Task requirements: Print the data exactly, leaving nothing out.

--- Information provided ---

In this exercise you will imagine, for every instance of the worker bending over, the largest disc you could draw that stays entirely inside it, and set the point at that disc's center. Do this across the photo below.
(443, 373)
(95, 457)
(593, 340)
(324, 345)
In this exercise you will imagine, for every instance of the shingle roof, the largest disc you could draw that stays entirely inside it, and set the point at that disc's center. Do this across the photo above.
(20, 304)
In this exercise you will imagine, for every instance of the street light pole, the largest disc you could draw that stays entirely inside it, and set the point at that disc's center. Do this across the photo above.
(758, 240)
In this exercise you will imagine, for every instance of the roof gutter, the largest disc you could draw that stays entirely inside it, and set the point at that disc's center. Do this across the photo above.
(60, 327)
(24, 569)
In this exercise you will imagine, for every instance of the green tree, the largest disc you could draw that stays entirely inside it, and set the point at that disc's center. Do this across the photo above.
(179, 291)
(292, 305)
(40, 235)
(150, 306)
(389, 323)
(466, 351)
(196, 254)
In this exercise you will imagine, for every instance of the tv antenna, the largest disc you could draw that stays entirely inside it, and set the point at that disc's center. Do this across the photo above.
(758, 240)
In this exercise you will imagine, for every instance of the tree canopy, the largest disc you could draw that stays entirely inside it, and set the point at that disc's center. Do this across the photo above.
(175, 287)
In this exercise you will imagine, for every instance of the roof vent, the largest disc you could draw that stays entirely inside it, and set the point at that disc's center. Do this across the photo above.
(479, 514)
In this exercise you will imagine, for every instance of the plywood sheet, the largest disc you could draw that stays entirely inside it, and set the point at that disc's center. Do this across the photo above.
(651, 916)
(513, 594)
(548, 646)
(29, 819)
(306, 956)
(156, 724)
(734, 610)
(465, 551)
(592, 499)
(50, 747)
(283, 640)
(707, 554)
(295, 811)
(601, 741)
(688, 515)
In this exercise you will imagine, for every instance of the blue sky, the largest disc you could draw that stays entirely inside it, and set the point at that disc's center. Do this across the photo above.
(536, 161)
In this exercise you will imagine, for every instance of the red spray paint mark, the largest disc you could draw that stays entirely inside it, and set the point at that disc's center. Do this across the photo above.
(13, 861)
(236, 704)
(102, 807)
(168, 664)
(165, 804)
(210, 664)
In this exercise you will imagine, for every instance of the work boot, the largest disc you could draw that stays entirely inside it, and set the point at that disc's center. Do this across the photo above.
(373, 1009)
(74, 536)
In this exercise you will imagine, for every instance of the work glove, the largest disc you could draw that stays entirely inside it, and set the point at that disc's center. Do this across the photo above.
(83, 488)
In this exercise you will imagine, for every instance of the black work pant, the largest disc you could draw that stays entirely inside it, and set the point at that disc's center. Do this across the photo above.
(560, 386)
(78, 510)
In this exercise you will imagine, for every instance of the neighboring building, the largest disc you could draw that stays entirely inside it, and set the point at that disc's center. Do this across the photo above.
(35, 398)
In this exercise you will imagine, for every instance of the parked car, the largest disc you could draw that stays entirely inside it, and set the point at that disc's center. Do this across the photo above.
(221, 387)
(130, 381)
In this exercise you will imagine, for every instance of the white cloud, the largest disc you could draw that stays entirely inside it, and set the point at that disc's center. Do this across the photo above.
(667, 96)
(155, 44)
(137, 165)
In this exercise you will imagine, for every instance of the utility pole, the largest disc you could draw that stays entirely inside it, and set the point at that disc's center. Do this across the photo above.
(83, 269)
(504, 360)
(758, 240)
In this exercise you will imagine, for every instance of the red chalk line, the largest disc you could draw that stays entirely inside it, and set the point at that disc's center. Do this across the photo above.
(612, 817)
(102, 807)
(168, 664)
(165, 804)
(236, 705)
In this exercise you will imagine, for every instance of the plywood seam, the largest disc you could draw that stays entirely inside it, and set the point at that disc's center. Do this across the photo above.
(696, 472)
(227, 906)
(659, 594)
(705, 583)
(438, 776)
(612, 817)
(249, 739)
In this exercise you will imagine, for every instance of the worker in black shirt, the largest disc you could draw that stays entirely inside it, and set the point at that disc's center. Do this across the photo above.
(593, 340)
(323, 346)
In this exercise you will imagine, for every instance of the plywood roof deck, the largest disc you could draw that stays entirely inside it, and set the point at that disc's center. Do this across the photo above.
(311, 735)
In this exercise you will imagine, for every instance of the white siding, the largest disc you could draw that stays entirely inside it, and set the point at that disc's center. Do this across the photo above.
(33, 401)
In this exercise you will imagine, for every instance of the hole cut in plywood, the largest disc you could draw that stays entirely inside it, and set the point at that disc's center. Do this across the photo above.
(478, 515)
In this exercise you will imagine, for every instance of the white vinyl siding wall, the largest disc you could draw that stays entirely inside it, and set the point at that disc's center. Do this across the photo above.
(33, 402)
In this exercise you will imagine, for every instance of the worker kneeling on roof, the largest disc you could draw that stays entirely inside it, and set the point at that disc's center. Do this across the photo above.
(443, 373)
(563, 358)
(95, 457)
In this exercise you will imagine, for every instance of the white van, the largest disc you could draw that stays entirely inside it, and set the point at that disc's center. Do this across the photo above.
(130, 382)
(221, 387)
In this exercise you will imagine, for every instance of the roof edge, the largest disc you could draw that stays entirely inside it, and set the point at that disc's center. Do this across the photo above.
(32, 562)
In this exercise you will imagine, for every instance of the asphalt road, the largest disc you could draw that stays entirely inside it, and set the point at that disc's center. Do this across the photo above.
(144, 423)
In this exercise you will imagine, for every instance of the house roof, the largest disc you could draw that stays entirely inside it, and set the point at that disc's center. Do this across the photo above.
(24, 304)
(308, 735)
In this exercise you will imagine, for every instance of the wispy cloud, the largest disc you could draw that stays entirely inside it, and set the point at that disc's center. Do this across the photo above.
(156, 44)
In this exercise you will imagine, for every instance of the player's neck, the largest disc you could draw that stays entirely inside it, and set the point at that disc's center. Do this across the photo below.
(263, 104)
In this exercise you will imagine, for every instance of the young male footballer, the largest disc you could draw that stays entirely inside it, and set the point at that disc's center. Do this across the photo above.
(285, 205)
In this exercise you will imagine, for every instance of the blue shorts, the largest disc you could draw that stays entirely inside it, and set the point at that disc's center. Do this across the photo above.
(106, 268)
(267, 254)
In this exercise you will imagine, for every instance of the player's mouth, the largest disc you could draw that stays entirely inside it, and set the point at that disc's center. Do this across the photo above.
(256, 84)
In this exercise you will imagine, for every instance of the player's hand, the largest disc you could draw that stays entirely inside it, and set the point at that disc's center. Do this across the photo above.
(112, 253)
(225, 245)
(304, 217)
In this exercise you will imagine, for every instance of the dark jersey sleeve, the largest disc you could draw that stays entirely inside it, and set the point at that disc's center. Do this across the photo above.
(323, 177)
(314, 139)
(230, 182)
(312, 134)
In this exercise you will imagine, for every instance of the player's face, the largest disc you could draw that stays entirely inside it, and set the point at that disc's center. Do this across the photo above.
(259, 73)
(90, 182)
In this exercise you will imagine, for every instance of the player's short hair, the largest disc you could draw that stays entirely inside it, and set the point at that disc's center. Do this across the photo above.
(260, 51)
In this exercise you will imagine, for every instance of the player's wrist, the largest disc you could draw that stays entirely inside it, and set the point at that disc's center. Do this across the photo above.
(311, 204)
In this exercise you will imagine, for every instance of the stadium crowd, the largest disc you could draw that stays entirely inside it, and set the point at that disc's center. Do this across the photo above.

---

Written solution:
In this exercise you will imagine, for every instance of the worker bending over, the largest disc you could draw that stays entirely inside it, and set the point at that disc's center. Do this across the photo below.
(443, 373)
(95, 457)
(593, 340)
(324, 345)
In this exercise you will imagine, for every instance of the shingle roof, the largest disc you could draw that stays entirely inside it, and set the point at that disc's center. Do this across the photo above.
(20, 304)
In this exercise you will imagine, for every instance of the street light pole, the largest disc you could draw that stays entirely inside it, and set the point at that disc's center. Do this across the photo above.
(758, 240)
In this exercise you will imagine, for every instance of the roof gutter, the largest disc you could draw that stays entirely inside it, and set the point at that disc's center. Do this across the photo above.
(60, 327)
(24, 569)
In this exercise you will imagine, for every instance of the green tree, the largest disc you could draw that stays entirely inside it, and set the point at that disc's center. Do this across the photo above.
(179, 291)
(292, 305)
(40, 235)
(150, 306)
(389, 323)
(466, 351)
(196, 254)
In this exercise you will imagine, for every instance of the tv antenna, the largest disc you could draw that stays entirely inside it, and set the point at that disc's center. Do this across the photo above.
(758, 240)
In this exercise you will imagine, for every instance of the tree canopy, the largest disc you could draw that stays entirely inside it, and set the point at that disc's center. Do this across the photo above.
(175, 287)
In this exercise you will imagine, for every instance of the roof vent, the largest disc you could draw that stays entirely inside it, and set the point at that disc's center. Do this across the photo above.
(479, 514)
In this exercise you will imagine, for every instance of the plywood sheet, the largest disc you could draw that stays entirely inside it, and set the point at that disc's center. Do this across the photo above.
(651, 916)
(513, 594)
(548, 646)
(29, 819)
(306, 956)
(156, 724)
(734, 610)
(465, 551)
(592, 499)
(50, 747)
(283, 640)
(707, 554)
(295, 811)
(601, 741)
(688, 515)
In this exercise you will imagine, for every instance of the blue sky, the largest disc you could draw that stays entirely inside it, and set the point at that disc's center. Do this across the photo above.
(536, 161)
In this exercise you will imagine, for every instance of the red spray paint mark, the largest disc you could draw that stays entirely inside it, and set the point at that disc's center. Do this across the photo above.
(13, 861)
(236, 704)
(102, 807)
(168, 664)
(165, 804)
(210, 664)
In this exercise you will imagine, for every instance of the work boot, the largest disc you could draw that stays entirely inside it, and set the point at that disc's center. Do this across the photo above.
(373, 1009)
(74, 536)
In this exercise you will imagine, for every instance of the work glove, the largest disc you could draw that stays entirely inside it, and set the point at that disc's center. Do this across the photo above.
(83, 488)
In this exercise you will imagine, for every instance of the black work pant, the largest disc you could draw that stays entirely inside it, and set the point at that disc's center. Do this across the photo above.
(560, 386)
(78, 510)
In this exercise you will imagine, for every instance of the neighboring building, the largest disc you could draw that stays entirely inside it, and set the point at that disc's center. Do this across the photo above.
(35, 398)
In this exercise you will imagine, for every instance of the parked car, the largest disc you could draw that stays entirely inside it, and set the point at that disc's center. Do this across the photo above.
(221, 387)
(130, 381)
In this exercise you will imagine, for every instance of the white cloud, the largest disc you could draw that stays entirely inside it, and set the point at that disc's center. Do this across the photo above.
(667, 96)
(155, 44)
(137, 165)
In this exercise you will imagine, for every instance of the utility pole, the largest disc you could draw that stays entirely inside it, and set the point at that disc's center. Do this across the photo above.
(83, 269)
(504, 360)
(758, 240)
In this exercise you will imagine, for every instance of the red chalk line, the largest disc you could draw that stays entirely inside it, and set the point at that disc's center. Do this across the photo above.
(612, 817)
(102, 807)
(168, 664)
(165, 804)
(236, 705)
In this exercise you will imagine, for every instance of the plywood seam, the largest disc you could draw that stays entirely inside it, and set the point at that disc's center. Do this across the photo above.
(696, 472)
(227, 906)
(659, 594)
(705, 583)
(438, 776)
(612, 817)
(249, 739)
In this exercise you will imagine, for every instance of the worker in black shirt, the largest disc you could draw that stays entirely inside it, and set the point at that disc's center. Do this across the photo above.
(593, 340)
(323, 346)
In this exercise you will imagine, for every instance of the plywood roof deck, the largest disc you could draw that stays entirely inside it, and set the point at that disc's center. Do this across the photo above.
(311, 735)
In this exercise you will imagine, for every instance of the white siding, the largest disc you could draw that stays entirely inside it, and set the point at that disc's center. Do this across the photo above.
(33, 401)
In this exercise you will imagine, for every instance of the hole cut in plywood, the largest disc you could draw that stays entirely inside it, and set the point at that disc's center. Do this across the photo above.
(478, 515)
In this exercise you will imagine, for every instance of the white vinyl siding wall, the largest disc you could draw that stays entirely inside it, and set the point at that disc's center. Do this across the photo above.
(33, 402)
In this exercise you will imagine, for every instance of the worker kneeling on roof, the largest disc you could draw that stays entirely inside it, and set the point at that disc's center. Do this across the photo above.
(443, 373)
(563, 358)
(95, 457)
In this exercise you will imagine, for every instance of the white van, the largest disc you could draw that stays entirely inside it, and set the point at that disc's center. Do this across the photo above.
(130, 382)
(221, 387)
In this exercise you will imagine, for every instance of the roof edge, the largest disc you could draw that stays entirely inside it, and set the point at that disc's center. Do this across the photo above.
(32, 562)
In this exercise you will imagine, for every instance of the asphalt road, the largest disc you could draw that stays entirely inside it, and set the point at that disc's center. Do this across the photo above.
(144, 423)
In this exercise you will imagine, for every instance of the house roof, the largest disc you could draw that stays entirely inside it, and set the point at that disc's center. Do this across the photo above.
(24, 304)
(308, 735)
In this exercise you will imagine, for every instance of the wispy cloud, the largest disc you could draw that stays entirely inside it, and set the point at that disc's center. Do this across the photo above.
(156, 44)
In this exercise you will imagine, for every instance of the player's neck, the largest disc you could draw that stays entirely inside it, and set the point at that disc's center. Do this across the photo below.
(263, 104)
In this exercise you will imagine, for every instance of the young male footballer, the largest disc you could draw that stays entirely inside it, and set the point at that disc's center. Do this across the photo above.
(285, 205)
In this exercise you will imagine, for every instance of the blue shorts, the largest disc you could draw that stays entirely inside it, and set the point at that disc's center. Do this across the photo above.
(106, 268)
(267, 254)
In this exercise you will imagine, for every instance of the player's mouth, the largest disc you could draw that stays entirely inside it, and set the point at that disc's center. Do this across the photo above.
(256, 84)
In this exercise you will imagine, for every instance of the player's hand, the largest disc you could draw that stays entirely inside it, and set the point at that disc's center. Do this across the photo above.
(112, 253)
(225, 245)
(304, 217)
In this exercise you will imagine, for every instance of the dark jersey sleeve, the largest disc you could draw that stays entirely inside it, and set the point at that disc's center. Do this across the photo above.
(323, 177)
(314, 139)
(230, 182)
(312, 134)
In this exercise you will imagine, for every instance of the player's face, the largest disc you could draw that stays entirely inside it, and set the point at that disc's center. Do this across the photo above.
(259, 73)
(90, 182)
In this exercise you will imagine, for every instance of the player's short hair, the largest disc you could draw that stays entirely inside it, and set the point at that disc's center. Do this across the photo above.
(260, 51)
In this exercise you will imagine, for every instance of the player's wrist, the largest disc you could draw that stays entirely inside it, and set the point at that disc's center. Do this across the photo above.
(311, 204)
In this exercise you will imagine, for every instance of the stadium crowd, the largest disc you could draw that stays entirely inside it, and set the point at that disc's center. Do this across the photo above.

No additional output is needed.